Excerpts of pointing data
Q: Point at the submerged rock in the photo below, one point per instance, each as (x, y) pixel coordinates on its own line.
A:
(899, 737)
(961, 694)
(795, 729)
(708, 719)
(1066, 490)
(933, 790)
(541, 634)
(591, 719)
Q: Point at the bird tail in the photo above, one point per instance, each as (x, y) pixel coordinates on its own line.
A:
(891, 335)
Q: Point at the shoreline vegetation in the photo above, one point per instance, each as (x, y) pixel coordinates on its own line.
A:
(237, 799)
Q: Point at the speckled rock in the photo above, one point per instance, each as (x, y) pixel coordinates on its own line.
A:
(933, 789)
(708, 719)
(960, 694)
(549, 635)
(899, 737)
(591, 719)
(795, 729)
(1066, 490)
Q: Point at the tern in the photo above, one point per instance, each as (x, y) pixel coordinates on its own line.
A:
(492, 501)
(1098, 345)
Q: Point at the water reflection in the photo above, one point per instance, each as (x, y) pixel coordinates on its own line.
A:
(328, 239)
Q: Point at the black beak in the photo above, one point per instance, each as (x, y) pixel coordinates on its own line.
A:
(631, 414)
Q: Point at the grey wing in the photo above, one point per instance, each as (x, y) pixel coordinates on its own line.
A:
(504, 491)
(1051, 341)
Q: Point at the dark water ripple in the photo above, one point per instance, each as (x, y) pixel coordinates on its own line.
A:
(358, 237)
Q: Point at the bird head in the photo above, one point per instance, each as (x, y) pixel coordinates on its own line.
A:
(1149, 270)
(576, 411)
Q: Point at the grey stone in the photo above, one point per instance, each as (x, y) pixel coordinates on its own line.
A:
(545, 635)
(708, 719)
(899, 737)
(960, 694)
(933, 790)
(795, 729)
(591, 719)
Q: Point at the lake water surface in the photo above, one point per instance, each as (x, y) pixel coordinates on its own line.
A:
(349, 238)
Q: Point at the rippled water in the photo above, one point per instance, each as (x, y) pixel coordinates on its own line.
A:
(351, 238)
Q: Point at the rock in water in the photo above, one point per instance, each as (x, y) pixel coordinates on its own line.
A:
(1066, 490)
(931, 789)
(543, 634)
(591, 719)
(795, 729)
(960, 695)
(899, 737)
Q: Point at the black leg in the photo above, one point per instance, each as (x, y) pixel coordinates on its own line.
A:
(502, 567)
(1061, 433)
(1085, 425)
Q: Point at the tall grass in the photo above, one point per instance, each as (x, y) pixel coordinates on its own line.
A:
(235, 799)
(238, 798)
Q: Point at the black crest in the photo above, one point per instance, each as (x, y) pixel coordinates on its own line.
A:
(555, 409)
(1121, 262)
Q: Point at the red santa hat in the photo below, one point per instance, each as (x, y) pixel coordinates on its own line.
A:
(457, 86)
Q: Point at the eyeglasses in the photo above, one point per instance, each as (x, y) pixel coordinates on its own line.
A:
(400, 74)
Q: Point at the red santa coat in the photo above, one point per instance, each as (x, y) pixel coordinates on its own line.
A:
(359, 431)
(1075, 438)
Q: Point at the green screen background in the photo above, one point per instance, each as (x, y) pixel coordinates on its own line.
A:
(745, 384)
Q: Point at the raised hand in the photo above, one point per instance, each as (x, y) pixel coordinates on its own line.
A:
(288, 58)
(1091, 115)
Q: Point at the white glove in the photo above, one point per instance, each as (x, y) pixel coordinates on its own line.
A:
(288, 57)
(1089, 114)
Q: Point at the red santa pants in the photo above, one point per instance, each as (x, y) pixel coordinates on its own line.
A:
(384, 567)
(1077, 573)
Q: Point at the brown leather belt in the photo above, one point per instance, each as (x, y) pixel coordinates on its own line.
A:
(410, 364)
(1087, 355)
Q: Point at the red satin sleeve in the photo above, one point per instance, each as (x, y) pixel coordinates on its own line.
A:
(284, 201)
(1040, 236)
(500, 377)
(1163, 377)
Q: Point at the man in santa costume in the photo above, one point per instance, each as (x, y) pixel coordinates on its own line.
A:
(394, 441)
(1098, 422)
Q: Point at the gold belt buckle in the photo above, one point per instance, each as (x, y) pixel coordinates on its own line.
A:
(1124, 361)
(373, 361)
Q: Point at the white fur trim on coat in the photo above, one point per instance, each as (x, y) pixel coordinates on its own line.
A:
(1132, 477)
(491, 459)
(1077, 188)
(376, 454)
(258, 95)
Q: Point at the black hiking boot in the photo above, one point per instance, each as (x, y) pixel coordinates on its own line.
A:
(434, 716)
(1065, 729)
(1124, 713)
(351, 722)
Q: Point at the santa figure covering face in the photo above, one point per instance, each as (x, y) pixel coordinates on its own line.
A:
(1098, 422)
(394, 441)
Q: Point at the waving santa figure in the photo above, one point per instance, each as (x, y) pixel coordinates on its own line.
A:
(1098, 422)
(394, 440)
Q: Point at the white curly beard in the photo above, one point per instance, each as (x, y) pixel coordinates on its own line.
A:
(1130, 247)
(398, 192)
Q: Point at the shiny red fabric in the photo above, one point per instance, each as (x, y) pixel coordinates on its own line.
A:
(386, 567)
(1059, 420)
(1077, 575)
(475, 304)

**Stated exercise:** Render everything in the records above from the line containing "Q: Point at the red santa coat" down to the line containing "(1163, 377)" as a Markdown table with the columns Row and Line, numbering each line and leaving out blank lines.

**Task result:**
| Row | Line |
|---|---|
| 1 | Q: Point at the red santa coat in the photo above, one point per instance, each as (x, y) pixel coordinates on its own line. |
| 2 | A: |
| 3 | (359, 431) |
| 4 | (1075, 438) |
| 5 | Q: Point at the green screen background in the photo above, one point per instance, each as (x, y) pixel coordinates on its own line. |
| 6 | A: |
| 7 | (745, 384) |
| 8 | Q: Point at the raised hand in the photo above, one point per instance, each as (x, y) pixel coordinates on its own line. |
| 9 | A: |
| 10 | (288, 58) |
| 11 | (1091, 115) |
| 12 | Q: Point at the white glove in the photo above, one point per instance, each as (x, y) pixel coordinates on its own line. |
| 13 | A: |
| 14 | (288, 57) |
| 15 | (1089, 114) |
| 16 | Q: Point at the red santa pants in the photo above, one point per instance, each as (x, y) pixel coordinates on its own line. |
| 17 | A: |
| 18 | (384, 567) |
| 19 | (1077, 573) |
| 20 | Q: Point at the brown leather belt in the photo above, one point per instance, each as (x, y) pixel coordinates on its own line. |
| 21 | A: |
| 22 | (410, 364) |
| 23 | (1087, 355) |
| 24 | Q: Point at the red satin sleeve in the photo above, one point per instance, each as (x, y) pixel coordinates on its own line. |
| 25 | A: |
| 26 | (284, 201) |
| 27 | (1040, 236) |
| 28 | (500, 377) |
| 29 | (1163, 377) |